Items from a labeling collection

* * * * *

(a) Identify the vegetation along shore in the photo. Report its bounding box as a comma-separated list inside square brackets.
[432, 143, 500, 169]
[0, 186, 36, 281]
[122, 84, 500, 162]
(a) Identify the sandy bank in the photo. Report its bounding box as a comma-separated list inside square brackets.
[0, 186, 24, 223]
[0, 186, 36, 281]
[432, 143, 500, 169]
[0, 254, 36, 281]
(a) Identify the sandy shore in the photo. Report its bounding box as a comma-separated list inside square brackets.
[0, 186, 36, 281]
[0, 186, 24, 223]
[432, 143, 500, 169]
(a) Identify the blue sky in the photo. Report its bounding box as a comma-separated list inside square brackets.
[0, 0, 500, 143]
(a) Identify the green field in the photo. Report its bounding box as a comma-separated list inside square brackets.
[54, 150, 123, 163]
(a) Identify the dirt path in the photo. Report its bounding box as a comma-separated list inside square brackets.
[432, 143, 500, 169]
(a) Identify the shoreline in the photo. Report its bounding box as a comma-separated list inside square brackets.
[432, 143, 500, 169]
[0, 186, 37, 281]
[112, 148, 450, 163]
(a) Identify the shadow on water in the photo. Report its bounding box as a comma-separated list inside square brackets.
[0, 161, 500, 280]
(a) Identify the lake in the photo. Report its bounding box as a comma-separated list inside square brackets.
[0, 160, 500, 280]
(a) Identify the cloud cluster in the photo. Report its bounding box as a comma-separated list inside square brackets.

* * * * *

EXERCISE: Transfer the part of the records that opens with the line containing "(a) Identify the dirt" and runs through the end of the records, requests included, adding 127 to every bounding box coordinate.

RESULT:
(a) Identify the dirt path in the photo. Report its bounding box as a comma-separated list inside square brackets.
[559, 270, 627, 296]
(a) Identify the shoreline in the photo. Report its bounding box as a comma-separated list inside square brackets.
[559, 270, 627, 296]
[127, 313, 164, 408]
[239, 275, 577, 290]
(a) Identify the shadow on water in the photo. Report its bounding box as a comma-separated list inside square brackets.
[127, 288, 627, 407]
(a) Identify the lake in the photo. Report its bounding box as a comma-separated list inside square brackets.
[127, 287, 627, 407]
(a) Identify the cloud cluster in the photo. Report its bounding box as a comma-separated list inside square brackets.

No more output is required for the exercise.